Transcribe the material word for word, starting at the line that contains "spot the woman's neck" and continuing down through its final line.

▶ _Records_:
>>>

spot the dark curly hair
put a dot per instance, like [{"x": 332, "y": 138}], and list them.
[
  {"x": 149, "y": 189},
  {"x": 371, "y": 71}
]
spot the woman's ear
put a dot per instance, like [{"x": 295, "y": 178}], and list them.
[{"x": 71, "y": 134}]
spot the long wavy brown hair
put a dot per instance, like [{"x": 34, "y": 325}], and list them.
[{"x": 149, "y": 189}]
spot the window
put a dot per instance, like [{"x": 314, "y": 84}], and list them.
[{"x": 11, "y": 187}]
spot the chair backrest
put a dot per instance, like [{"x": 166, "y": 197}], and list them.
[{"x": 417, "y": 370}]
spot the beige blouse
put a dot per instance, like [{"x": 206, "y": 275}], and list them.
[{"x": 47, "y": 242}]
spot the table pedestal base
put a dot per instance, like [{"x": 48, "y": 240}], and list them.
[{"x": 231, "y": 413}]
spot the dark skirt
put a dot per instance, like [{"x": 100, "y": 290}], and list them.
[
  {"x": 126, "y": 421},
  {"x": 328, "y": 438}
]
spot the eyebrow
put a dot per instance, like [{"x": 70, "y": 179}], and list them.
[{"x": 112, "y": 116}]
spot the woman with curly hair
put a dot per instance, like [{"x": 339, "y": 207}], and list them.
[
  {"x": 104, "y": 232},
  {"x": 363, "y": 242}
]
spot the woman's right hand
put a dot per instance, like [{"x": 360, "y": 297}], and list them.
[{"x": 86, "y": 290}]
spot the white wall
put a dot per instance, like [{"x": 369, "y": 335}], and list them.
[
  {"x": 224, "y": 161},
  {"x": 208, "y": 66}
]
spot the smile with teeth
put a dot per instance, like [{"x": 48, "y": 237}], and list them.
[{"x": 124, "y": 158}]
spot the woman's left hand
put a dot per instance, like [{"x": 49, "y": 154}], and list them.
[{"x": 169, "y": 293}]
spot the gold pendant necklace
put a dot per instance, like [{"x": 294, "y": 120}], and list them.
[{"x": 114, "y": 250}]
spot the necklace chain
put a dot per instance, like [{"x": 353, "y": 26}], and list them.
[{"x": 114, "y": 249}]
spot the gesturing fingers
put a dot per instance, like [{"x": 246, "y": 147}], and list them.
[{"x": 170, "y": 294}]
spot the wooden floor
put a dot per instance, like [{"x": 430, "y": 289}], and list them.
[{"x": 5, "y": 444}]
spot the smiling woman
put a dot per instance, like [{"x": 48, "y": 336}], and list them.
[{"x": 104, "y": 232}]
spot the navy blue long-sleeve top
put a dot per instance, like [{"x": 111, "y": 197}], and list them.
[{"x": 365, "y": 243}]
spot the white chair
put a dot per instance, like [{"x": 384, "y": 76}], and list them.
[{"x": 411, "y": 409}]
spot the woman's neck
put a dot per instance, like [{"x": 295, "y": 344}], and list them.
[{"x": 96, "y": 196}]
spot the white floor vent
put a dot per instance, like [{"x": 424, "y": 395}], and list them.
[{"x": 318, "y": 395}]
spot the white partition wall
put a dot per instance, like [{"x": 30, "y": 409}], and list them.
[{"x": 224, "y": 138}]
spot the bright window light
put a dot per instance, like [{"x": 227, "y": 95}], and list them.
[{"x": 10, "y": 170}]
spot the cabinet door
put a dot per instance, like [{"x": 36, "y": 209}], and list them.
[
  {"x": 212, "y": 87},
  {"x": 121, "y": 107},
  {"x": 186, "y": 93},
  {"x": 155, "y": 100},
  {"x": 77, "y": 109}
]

<<<

▶ _Output of the exercise_:
spot the woman's neck
put a dot per instance, like [{"x": 295, "y": 344}], and list them.
[{"x": 96, "y": 196}]
spot the white floor vent
put a dot per instance, like [{"x": 424, "y": 395}], and list them.
[{"x": 318, "y": 395}]
spot the white partition wall
put a dot per instance, like [{"x": 30, "y": 409}], and list them.
[{"x": 224, "y": 138}]
spot the bright window light
put a dot per instance, like [{"x": 227, "y": 95}], and list them.
[{"x": 10, "y": 170}]
spot the cabinet door
put a dot per instance, like [{"x": 36, "y": 209}], and list them.
[
  {"x": 212, "y": 87},
  {"x": 121, "y": 107},
  {"x": 186, "y": 93},
  {"x": 155, "y": 100},
  {"x": 77, "y": 109}
]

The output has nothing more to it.